─── PASSAGE SHOWN

In [1]:
import datetime
import logging
import os
import random
import time
import warnings

import csv
import gluonnlp as nlp
import matplotlib.pyplot as plt
import mxnet as mx
import numpy as np
import pandas as pd
import seaborn as sns

from bert import *
from mxboard import SummaryWriter
from mxnet import gluon
from mxnet.gluon.data import Dataset, SimpleDataset
from sklearn.metrics import (accuracy_score, f1_score, precision_score, recall_score,
                             classification_report, confusion_matrix)
from sklearn.model_selection import train_test_split
from sklearn import utils
from tqdm import tqdm

In [2]:
%matplotlib inline

In [3]:
warnings.filterwarnings('ignore')

logging.basicConfig(format='%(asctime)s : %(levelname)s : %(message)s',
                    level=logging.INFO)

In [4]:
# set repeatable random state
np.random.seed(100)
random.seed(100)
mx.random.seed(10000)

In [5]:
# apply progress bars for pandas .apply() -> .progress_apply()
tqdm.pandas()

In [6]:
# make tqdm jupyter friendly
from tqdm import tqdm_notebook as tqdm
# for .progress_apply() we have to hack it like this?
tqdm().pandas()

HBox(children=(IntProgress(value=1, bar_style='info', max=1), HTML(value='')))




In [7]:
class Timer:
    def __init__(self, name=None):
        self.name = name

    def __enter__(self):
        self.time_start = time.time()

    def __exit__(self, *exc):
        time_end = time.time()
        time_delta = datetime.timedelta(seconds=(time_end - self.time_start))
        if self.name:
            print(("Time for [{}]: {}".format(self.name, time_delta)))
        else:
            print(("Time: {}".format(time_delta)))

---

In [8]:
fn_art_eval = "data/artificial_evalset/artificial_evalset.tsv"

In [9]:
artificial_evalset_df = pd.DataFrame.from_csv(fn_art_eval, sep='\t', index_col=None)

──────
─── SOURCE DATA

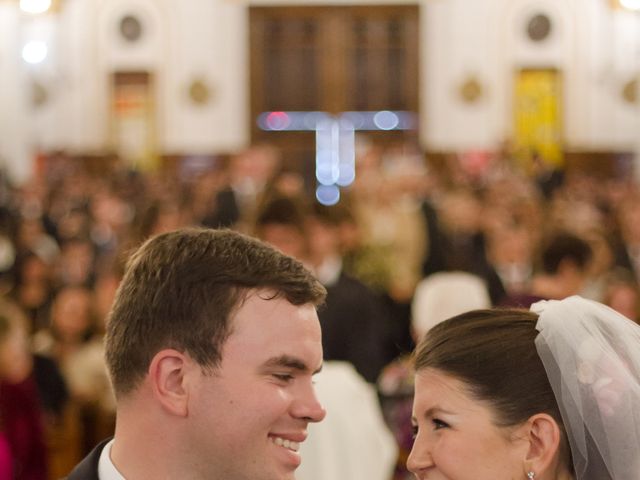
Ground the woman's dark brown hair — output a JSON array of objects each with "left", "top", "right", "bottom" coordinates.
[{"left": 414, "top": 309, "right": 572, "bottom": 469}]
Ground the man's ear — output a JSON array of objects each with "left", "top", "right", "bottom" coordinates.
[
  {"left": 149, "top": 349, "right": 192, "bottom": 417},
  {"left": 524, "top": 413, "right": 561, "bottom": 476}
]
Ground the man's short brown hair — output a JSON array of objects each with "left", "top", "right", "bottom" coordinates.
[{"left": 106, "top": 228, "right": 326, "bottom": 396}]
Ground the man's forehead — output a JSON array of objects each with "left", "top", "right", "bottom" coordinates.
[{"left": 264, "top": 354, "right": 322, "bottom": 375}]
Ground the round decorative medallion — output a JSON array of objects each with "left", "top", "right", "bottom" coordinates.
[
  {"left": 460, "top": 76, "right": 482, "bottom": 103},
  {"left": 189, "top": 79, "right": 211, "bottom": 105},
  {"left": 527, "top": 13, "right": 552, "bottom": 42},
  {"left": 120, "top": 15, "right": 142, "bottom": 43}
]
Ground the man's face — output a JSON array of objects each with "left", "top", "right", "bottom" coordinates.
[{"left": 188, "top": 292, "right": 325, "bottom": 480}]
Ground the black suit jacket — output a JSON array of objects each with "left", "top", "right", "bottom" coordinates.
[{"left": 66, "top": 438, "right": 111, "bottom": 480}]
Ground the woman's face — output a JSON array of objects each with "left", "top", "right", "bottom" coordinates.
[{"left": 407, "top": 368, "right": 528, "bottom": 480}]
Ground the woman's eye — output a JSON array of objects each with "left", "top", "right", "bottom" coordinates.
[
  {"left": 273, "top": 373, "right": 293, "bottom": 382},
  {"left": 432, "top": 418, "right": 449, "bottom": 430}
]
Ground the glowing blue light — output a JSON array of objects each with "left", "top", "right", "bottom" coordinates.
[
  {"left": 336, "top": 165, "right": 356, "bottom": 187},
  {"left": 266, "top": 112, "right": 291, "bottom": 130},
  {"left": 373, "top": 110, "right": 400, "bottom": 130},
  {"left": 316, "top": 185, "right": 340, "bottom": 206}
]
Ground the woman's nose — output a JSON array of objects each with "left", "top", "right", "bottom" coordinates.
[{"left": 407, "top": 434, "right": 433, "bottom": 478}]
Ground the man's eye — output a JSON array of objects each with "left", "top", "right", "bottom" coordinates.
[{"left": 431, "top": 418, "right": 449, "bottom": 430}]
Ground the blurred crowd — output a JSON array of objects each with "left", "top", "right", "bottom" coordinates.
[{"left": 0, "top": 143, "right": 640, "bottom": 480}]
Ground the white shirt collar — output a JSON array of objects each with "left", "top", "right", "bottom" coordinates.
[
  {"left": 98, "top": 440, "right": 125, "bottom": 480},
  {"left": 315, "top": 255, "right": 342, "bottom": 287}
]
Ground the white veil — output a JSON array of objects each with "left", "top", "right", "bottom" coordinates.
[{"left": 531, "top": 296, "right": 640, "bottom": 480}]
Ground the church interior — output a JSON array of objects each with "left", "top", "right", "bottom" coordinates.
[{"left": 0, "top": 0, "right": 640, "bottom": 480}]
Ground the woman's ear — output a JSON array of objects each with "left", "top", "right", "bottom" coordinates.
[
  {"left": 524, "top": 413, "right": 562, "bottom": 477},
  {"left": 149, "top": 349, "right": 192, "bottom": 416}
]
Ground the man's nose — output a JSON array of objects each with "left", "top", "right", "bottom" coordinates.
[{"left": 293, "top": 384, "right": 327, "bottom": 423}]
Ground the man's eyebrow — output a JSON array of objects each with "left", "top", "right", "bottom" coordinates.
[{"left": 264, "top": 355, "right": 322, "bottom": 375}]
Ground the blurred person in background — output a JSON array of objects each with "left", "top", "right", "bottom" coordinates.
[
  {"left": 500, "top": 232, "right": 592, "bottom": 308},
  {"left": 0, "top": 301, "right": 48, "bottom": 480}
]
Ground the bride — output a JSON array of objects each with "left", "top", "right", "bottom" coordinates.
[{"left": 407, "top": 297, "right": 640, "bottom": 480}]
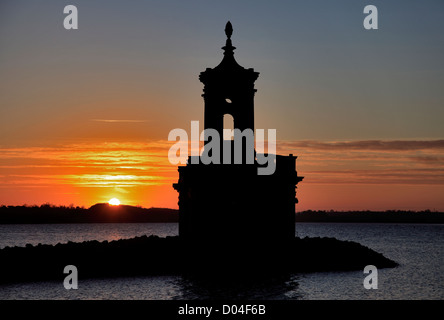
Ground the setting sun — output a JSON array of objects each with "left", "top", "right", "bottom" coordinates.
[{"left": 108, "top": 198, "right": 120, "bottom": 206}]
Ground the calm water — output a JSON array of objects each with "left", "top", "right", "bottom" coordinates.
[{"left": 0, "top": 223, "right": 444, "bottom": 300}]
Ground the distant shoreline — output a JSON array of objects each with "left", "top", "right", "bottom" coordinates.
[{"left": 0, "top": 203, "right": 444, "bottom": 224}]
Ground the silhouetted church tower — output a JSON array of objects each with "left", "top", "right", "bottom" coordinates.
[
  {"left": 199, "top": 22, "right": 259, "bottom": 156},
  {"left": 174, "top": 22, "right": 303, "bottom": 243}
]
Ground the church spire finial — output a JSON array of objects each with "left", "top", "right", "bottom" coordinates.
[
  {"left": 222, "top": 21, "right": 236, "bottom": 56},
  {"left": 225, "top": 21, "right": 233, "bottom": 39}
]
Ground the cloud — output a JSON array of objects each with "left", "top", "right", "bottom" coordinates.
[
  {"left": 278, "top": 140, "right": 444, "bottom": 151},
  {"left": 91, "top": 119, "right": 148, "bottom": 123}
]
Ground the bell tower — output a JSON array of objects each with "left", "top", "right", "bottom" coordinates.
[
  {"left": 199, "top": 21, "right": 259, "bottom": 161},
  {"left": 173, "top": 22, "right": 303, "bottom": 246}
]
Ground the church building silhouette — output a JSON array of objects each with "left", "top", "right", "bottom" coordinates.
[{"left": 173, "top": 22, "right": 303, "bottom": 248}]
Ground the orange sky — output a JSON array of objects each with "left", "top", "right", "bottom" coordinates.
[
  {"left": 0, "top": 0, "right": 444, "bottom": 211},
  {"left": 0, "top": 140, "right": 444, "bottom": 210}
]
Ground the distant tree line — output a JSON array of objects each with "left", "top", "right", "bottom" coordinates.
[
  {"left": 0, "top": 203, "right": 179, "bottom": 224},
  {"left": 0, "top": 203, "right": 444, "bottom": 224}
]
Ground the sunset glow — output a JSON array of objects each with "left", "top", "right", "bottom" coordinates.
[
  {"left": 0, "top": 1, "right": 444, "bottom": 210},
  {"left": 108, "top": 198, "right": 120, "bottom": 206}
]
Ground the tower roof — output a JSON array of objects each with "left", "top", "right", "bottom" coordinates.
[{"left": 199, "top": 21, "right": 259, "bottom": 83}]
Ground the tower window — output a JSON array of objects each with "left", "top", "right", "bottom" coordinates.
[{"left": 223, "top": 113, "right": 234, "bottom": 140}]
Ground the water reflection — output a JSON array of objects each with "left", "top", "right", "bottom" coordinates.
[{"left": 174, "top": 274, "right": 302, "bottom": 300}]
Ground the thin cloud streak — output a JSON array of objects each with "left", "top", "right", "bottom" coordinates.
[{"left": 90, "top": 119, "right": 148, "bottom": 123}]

──────
─── SOURCE DATA

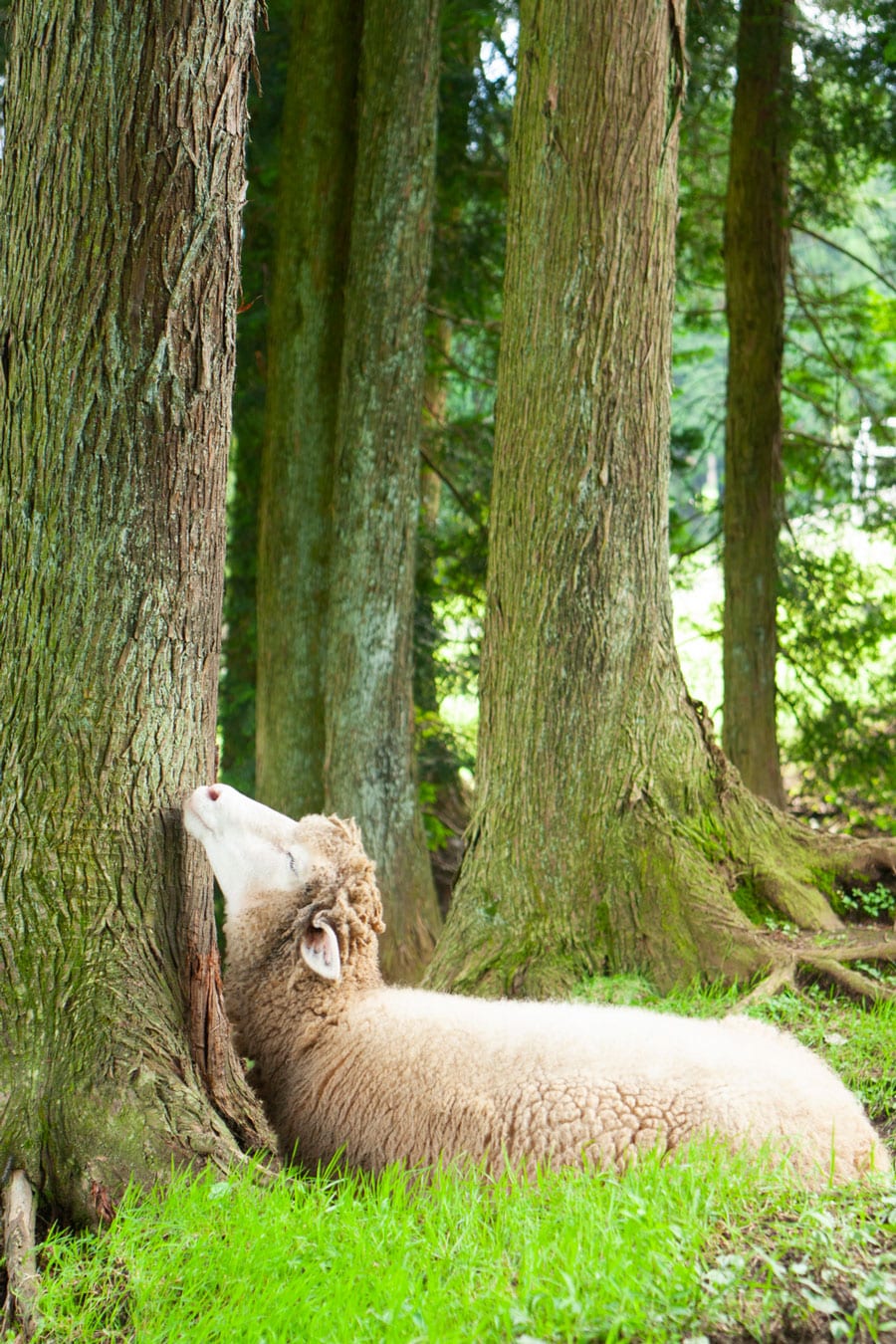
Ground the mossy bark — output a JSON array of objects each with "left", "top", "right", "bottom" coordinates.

──────
─── SOURCE DATA

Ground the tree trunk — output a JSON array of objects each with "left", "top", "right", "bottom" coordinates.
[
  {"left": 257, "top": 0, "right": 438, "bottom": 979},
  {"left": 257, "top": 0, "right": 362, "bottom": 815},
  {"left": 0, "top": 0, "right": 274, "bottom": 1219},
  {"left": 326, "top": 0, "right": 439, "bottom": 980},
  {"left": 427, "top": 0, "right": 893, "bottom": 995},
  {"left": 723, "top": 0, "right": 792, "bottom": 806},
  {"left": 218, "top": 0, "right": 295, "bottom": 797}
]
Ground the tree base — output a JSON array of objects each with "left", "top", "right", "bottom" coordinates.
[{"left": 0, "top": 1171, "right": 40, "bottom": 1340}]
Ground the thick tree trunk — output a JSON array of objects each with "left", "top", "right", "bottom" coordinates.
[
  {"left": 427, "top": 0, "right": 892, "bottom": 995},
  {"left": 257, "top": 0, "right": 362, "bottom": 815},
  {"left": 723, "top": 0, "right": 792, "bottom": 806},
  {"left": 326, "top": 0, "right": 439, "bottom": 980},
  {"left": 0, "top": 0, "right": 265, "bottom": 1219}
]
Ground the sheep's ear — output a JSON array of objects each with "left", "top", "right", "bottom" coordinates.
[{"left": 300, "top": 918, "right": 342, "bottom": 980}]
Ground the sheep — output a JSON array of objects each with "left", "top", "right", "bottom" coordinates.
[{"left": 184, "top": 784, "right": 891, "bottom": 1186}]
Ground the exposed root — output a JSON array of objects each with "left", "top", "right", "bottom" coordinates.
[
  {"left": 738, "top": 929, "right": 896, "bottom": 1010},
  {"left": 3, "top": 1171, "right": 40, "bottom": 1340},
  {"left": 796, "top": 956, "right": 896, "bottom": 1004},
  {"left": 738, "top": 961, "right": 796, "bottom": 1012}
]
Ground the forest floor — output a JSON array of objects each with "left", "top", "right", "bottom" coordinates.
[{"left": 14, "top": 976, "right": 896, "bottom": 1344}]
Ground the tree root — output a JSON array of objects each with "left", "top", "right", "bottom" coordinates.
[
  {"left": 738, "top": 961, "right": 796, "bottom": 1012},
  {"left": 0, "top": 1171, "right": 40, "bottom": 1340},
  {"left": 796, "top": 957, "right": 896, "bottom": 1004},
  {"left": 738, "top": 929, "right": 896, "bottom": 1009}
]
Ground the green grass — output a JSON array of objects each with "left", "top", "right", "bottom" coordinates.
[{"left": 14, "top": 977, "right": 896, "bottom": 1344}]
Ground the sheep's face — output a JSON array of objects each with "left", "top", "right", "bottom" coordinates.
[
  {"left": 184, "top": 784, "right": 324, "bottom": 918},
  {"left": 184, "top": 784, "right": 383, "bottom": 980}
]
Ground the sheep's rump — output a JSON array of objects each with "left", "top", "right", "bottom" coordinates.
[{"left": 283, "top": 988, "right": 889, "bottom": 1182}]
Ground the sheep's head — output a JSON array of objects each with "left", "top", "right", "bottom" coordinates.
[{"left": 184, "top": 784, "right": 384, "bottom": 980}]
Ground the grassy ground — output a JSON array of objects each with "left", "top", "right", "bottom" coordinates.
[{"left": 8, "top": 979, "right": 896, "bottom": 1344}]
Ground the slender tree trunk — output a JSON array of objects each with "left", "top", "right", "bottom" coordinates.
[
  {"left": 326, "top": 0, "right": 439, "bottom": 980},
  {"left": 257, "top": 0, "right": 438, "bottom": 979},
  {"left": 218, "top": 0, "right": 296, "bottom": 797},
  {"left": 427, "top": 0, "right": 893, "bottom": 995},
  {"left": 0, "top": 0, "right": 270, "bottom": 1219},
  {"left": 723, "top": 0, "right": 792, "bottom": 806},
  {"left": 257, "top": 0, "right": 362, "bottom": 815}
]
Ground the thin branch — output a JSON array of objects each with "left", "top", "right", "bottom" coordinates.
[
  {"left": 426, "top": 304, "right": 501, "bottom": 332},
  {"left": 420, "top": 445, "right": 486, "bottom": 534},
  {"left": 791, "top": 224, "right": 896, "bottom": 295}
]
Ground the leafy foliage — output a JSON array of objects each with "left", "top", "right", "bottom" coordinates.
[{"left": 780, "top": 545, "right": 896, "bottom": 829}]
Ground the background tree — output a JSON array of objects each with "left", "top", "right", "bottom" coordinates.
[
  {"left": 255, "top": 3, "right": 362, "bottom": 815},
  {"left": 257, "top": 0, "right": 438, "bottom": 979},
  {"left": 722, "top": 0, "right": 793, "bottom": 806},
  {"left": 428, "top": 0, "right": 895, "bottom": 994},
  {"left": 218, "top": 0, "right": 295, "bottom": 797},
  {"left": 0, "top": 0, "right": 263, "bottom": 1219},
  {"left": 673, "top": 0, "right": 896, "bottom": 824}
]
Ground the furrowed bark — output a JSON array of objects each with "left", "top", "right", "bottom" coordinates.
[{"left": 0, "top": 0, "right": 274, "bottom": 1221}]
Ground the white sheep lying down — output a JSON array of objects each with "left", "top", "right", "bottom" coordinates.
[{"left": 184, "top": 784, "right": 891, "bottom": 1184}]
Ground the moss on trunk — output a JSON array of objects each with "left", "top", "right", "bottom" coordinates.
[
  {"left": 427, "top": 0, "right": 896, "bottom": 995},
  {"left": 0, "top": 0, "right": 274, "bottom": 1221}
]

──────

=== WHAT TO DO ===
1/ Answer these about the notebook, one answer a line:
(a) What number is passed to mx.random.seed?
(b) What separator is given when the evaluation file is read into a DataFrame?
(c) What logging level is set in the basicConfig call?
2/ Pull out each line of the rows that contains the word "nose".

=== SOLVED TASKS ===
1/
(a) 10000
(b) '\t' (a tab)
(c) logging.INFO

2/
Ground the woman's nose — output a JSON array of objects each with "left", "top", "right", "bottom" coordinates.
Ground the man's nose — output a JSON array of objects each with "left", "top", "right", "bottom" coordinates.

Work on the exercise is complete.